— Exercise aim —
Reproduce every entry below, requests included, rescaling each point coordinate in the answers by 0.65 and rounding to whole numbers, with halves going up. Leave the pictures out of your answer.

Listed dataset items
** Begin **

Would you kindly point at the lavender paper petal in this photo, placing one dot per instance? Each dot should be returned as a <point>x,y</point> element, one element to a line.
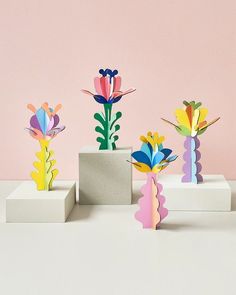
<point>34,123</point>
<point>56,121</point>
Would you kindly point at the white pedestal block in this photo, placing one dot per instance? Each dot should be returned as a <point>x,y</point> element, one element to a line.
<point>214,194</point>
<point>26,204</point>
<point>105,177</point>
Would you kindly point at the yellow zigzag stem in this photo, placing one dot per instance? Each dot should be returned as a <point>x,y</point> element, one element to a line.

** End **

— Response to this exercise —
Would you kindly point at the lavender paper petal in this photo, placing one dot per instance? Each dot should be returned as a <point>x,y</point> element, one element to a line.
<point>22,80</point>
<point>36,79</point>
Would you kindly point at the white pedestal block in this photo, placing one dot per instance? Each dot should be returned as a <point>x,y</point> element, one element to a line.
<point>139,126</point>
<point>17,133</point>
<point>68,115</point>
Would you kindly point at the yellow zigzag stem in this photo, placing one dot per instance? Each dot should be returned as a <point>x,y</point> element, one element to a line.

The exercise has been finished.